## CONSIGNE A:
Citez fidèlement le passage de l'extrait sur l'expérience Katrin, de « Gautier HAMEL de » à « collaboration avec KIT. ».
## CONSIGNE B:
Répondez aux questions suivantes d'après l'extrait sur l'expérience Katrin.
(i) Quelle fonction Gautier Hamel de Monchenault exerce-t-il à l'Irfu ?
(ii) Comment la protection originelle contre le quench des aimants supraconducteurs du WGTS est-elle qualifiée ?
(iii) En quel lieu les tests de quench ont-ils été réalisés ?

## EXTRAIT SOURCE:
+ + + + +

Gautier HAMEL de MONCHENAULT , chef de département de physique des particules de l'Irfu "La limite sur la masse des neutrinos obtenue par l’expérience Katrin, avec une contribution déterminante de notre collaborateur Thierry Lasserre et son équipe, est une prouesse expérimentale d’une importance considérable. Ce magnifique résultat, indépendant des modèles, améliore sensiblement les contraintes directes précédentes et complémente superbement les limites obtenues sur la base d’observations cosmologiques ainsi que les mesures d’oscillation de saveur des neutrinos auxquelles les chercheurs et chercheuses de notre Département sont associés".
Sur le plan technique, des ingénieurs du département des aimants et des accélérateurs de l'Irfu ont coordonné la réalisation d'un nouveau système de protection active des aimants supraconducteurs de la source de tritium en collaboration avec KIT.
Philippe Fazilleau, ingénieur au Laboratoire des Aimants Supraconducteurs se souvient:
« La protection originelle contre le quench des aimants supraconducteurs du WGTS était passive et très risquée. En collaboration avec le KIT, une nouvelle protection active a été développée en se basant sur les compétences et les développements du CEA dans ce domaine. Après avoir été entièrement validée par calculs, des tests de quench réalisés à Saclay ont démontré le bon fonctionnement de la protection et l’intégrité des aimants aussi bien thermiquement que mécaniquement. »

+ + + + +

(Enregistrements de données)
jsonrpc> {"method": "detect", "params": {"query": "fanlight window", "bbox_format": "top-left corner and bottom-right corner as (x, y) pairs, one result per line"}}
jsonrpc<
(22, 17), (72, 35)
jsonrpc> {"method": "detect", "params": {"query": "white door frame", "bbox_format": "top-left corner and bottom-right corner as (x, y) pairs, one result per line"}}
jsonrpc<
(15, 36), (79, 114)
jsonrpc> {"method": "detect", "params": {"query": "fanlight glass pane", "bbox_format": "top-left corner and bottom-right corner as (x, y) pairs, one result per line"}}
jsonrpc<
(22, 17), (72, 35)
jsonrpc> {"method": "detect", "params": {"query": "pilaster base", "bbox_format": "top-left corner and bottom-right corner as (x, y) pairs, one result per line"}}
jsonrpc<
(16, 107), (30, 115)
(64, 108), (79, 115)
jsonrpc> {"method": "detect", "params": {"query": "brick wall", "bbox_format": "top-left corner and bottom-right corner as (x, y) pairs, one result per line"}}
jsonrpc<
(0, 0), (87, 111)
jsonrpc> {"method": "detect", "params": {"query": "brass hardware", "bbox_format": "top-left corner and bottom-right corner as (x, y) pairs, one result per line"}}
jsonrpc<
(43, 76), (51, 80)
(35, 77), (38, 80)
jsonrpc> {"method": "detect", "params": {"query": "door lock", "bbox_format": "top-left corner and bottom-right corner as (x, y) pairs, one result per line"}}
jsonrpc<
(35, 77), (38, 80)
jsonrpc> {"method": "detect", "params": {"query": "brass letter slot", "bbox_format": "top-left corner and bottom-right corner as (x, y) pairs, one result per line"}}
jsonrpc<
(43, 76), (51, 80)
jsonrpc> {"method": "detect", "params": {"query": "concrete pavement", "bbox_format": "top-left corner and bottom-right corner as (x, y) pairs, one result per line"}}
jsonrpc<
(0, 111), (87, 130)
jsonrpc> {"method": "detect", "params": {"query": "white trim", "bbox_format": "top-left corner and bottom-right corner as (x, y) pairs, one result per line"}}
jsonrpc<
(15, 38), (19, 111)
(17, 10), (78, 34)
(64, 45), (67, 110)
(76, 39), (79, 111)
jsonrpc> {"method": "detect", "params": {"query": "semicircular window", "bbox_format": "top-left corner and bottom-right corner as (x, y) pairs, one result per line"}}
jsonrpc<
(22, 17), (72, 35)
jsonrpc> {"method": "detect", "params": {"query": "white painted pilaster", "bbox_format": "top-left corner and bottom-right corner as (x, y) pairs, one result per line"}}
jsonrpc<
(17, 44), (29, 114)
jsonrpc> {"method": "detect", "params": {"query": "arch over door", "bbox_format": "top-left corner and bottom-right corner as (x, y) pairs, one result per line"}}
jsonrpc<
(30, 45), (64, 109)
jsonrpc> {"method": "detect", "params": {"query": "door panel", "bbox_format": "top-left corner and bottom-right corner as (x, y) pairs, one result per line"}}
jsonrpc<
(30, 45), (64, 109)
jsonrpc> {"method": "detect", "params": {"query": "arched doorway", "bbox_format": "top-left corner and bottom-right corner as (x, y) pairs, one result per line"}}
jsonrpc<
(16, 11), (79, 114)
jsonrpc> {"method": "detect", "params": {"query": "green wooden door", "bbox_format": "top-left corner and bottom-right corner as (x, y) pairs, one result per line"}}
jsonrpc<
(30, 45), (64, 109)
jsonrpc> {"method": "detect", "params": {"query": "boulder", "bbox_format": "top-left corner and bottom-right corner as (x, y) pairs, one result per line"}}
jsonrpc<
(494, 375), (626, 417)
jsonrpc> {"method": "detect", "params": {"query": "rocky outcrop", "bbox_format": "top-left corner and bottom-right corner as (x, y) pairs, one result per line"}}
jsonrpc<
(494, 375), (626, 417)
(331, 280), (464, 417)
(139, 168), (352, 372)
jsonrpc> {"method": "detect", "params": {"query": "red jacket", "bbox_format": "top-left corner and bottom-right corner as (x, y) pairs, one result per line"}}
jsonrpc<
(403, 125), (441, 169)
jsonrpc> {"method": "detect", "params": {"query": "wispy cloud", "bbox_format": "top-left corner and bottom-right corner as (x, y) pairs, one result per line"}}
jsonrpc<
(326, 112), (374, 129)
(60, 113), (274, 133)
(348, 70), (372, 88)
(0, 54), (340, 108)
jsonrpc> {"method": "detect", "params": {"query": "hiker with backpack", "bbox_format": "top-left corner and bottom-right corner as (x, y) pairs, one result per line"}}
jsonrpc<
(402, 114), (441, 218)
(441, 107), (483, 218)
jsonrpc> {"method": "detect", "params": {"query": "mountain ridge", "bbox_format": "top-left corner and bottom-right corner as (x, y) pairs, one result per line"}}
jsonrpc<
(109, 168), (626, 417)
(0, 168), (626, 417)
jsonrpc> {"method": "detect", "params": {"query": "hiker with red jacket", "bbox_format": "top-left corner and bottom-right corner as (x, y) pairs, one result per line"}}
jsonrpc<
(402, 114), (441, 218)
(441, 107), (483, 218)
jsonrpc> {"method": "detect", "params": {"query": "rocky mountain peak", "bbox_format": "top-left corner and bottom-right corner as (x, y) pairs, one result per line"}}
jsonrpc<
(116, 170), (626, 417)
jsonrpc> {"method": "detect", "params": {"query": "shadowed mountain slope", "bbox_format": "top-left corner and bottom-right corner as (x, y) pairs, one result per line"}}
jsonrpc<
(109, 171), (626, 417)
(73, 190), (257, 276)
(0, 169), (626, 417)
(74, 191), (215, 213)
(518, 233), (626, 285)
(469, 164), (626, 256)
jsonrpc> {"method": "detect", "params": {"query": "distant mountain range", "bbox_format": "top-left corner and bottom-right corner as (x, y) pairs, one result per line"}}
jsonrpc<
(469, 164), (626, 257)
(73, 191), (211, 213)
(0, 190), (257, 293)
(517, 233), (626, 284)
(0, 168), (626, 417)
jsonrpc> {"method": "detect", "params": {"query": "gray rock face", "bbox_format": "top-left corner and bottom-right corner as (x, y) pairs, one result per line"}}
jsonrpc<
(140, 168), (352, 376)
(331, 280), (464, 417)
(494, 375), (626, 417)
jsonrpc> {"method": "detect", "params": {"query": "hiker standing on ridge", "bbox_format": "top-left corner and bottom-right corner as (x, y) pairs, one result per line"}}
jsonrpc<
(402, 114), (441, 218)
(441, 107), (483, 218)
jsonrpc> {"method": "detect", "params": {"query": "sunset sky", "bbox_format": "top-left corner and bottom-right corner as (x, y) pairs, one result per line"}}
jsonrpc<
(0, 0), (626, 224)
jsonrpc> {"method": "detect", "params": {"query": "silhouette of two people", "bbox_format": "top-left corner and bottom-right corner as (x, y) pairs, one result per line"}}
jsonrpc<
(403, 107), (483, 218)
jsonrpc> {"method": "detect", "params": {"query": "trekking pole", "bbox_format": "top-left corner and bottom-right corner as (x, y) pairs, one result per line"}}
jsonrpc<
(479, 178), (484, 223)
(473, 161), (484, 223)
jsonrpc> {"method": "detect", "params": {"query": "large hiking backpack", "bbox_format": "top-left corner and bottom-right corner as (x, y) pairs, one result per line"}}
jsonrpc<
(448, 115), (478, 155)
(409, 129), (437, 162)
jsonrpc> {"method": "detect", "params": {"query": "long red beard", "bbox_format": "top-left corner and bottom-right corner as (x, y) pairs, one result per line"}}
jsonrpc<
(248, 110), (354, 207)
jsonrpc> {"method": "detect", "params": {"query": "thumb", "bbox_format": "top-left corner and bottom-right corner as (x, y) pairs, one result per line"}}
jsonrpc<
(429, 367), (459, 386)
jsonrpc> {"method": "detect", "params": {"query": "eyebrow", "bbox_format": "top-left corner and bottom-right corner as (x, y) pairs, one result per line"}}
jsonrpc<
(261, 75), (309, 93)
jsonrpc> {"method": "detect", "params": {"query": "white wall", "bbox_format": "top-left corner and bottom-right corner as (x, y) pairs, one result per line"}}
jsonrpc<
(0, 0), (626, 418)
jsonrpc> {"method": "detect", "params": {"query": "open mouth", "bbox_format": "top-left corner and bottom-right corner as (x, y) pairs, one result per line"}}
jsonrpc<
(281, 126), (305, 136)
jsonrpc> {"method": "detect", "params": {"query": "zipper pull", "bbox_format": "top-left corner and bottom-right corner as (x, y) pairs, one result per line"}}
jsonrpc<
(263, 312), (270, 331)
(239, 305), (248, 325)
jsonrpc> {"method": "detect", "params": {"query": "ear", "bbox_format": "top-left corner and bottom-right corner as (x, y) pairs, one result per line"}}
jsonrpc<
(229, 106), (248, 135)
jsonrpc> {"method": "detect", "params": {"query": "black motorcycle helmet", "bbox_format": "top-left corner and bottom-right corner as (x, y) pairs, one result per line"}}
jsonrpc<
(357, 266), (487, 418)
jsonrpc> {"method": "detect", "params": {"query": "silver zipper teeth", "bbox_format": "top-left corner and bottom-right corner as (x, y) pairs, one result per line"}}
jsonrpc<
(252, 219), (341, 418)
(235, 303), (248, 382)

+ + + + +

## CORRIGÉ A:
Gautier HAMEL de MONCHENAULT , chef de département de physique des particules de l'Irfu "La limite sur la masse des neutrinos obtenue par l’expérience Katrin, avec une contribution déterminante de notre collaborateur Thierry Lasserre et son équipe, est une prouesse expérimentale d’une importance considérable. Ce magnifique résultat, indépendant des modèles, améliore sensiblement les contraintes directes précédentes et complémente superbement les limites obtenues sur la base d’observations cosmologiques ainsi que les mesures d’oscillation de saveur des neutrinos auxquelles les chercheurs et chercheuses de notre Département sont associés".
Sur le plan technique, des ingénieurs du département des aimants et des accélérateurs de l'Irfu ont coordonné la réalisation d'un nouveau système de protection active des aimants supraconducteurs de la source de tritium en collaboration avec KIT.

## CORRIGÉ B:
(i) Il est chef de département de physique des particules de l'Irfu.
(ii) Elle est qualifiée de passive et très risquée.
(iii) À Saclay.